TRECHO DO TEXTO
=======

Em 2005, ela se candidatou para ser a rainha de bateria da escola e ganhou a disputa. “Eu venci pelo fato de amar o Carnaval. Estou envolvida de corpo e alma”.
Um dos episódios que ela considera como “loucura” de amor pelo samba foi quando, em 2013, desfilou em três escolas sem saber que estava grávida. “Eu pulava no carro da Comissão de Frente, de uma altura gigantesca, e desfilava como se nada tivesse acontecendo, mas deu tudo certo”.
Há 30 anos ela está na Imperatriz do Forte, e como rainha de bateria está no terceiro mandato.
Sua motivação está em mostrar sua arte na avenida. “Me motiva mostrar a minha cultura, minha posição como mulher preta, a minha potência que eu tenho dentro e fora do Carnaval. As pessoas têm de saber que todo Carnaval é uma história diferente. E o nosso corpo conta diferentes histórias desse evento”.
“Todas as vezes que eu entro na avenida é um momento desafiador. Mesmo no ensaio técnico, na preparação, tudo é um desafio. Porque para entrarmos na avenida, temos que estar bem espiritualmente. É preciso estamos bem com nós mesmos” , destaca.

=======

TRECHOS DAS LINHAS
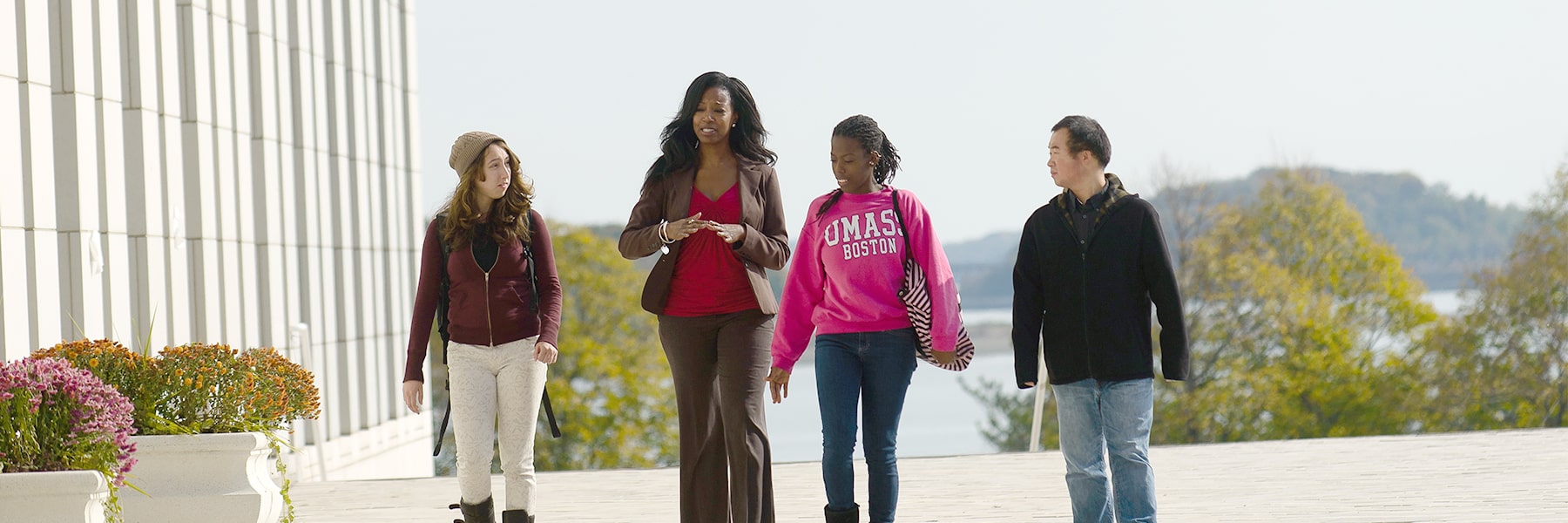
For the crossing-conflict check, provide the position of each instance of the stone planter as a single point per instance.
(203, 478)
(74, 495)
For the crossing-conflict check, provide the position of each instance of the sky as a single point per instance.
(1460, 93)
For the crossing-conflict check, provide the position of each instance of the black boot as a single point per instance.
(482, 513)
(847, 515)
(515, 517)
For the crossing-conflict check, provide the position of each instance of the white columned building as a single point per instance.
(223, 172)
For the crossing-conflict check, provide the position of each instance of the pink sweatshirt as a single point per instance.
(847, 269)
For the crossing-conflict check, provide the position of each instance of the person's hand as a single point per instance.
(681, 228)
(544, 352)
(413, 395)
(731, 233)
(778, 382)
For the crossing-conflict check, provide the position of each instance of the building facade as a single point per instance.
(221, 172)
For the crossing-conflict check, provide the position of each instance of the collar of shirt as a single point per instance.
(1092, 205)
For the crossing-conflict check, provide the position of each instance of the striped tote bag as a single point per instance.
(917, 303)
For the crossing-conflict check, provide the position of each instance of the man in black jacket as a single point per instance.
(1090, 262)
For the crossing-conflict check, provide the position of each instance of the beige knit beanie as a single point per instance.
(468, 148)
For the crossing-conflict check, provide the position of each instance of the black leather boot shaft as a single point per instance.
(517, 517)
(480, 513)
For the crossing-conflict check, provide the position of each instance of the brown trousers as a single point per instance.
(719, 364)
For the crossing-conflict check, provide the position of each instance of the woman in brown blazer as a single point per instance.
(711, 209)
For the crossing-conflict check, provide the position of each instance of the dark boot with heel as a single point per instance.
(480, 513)
(847, 515)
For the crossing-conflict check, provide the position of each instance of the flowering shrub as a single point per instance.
(117, 366)
(55, 417)
(199, 388)
(204, 388)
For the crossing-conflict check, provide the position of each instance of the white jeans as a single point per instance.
(486, 382)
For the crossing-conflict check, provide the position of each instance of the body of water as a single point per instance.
(938, 417)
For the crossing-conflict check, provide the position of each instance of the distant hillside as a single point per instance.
(1438, 234)
(1442, 236)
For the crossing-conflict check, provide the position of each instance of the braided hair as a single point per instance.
(872, 139)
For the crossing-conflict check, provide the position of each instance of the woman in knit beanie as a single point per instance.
(711, 207)
(488, 266)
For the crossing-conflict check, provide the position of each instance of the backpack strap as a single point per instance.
(533, 299)
(443, 303)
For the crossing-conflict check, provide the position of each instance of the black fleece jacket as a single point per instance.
(1090, 297)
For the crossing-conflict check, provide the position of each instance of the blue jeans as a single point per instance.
(1097, 415)
(877, 366)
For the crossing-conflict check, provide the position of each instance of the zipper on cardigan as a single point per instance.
(490, 325)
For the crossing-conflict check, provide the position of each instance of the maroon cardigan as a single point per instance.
(766, 245)
(485, 313)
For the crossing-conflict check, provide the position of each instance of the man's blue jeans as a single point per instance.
(1107, 415)
(877, 366)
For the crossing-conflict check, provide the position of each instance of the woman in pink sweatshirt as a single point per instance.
(844, 285)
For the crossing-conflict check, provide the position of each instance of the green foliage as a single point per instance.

=======

Copie integralmente o texto acima sobre a rainha de bateria da Imperatriz do Forte, sem alterar nada.

Em 2005, ela se candidatou para ser a rainha de bateria da escola e ganhou a disputa. “Eu venci pelo fato de amar o Carnaval. Estou envolvida de corpo e alma”.
Um dos episódios que ela considera como “loucura” de amor pelo samba foi quando, em 2013, desfilou em três escolas sem saber que estava grávida. “Eu pulava no carro da Comissão de Frente, de uma altura gigantesca, e desfilava como se nada tivesse acontecendo, mas deu tudo certo”.
Há 30 anos ela está na Imperatriz do Forte, e como rainha de bateria está no terceiro mandato.
Sua motivação está em mostrar sua arte na avenida. “Me motiva mostrar a minha cultura, minha posição como mulher preta, a minha potência que eu tenho dentro e fora do Carnaval. As pessoas têm de saber que todo Carnaval é uma história diferente. E o nosso corpo conta diferentes histórias desse evento”.
“Todas as vezes que eu entro na avenida é um momento desafiador. Mesmo no ensaio técnico, na preparação, tudo é um desafio. Porque para entrarmos na avenida, temos que estar bem espiritualmente. É preciso estamos bem com nós mesmos” , destaca.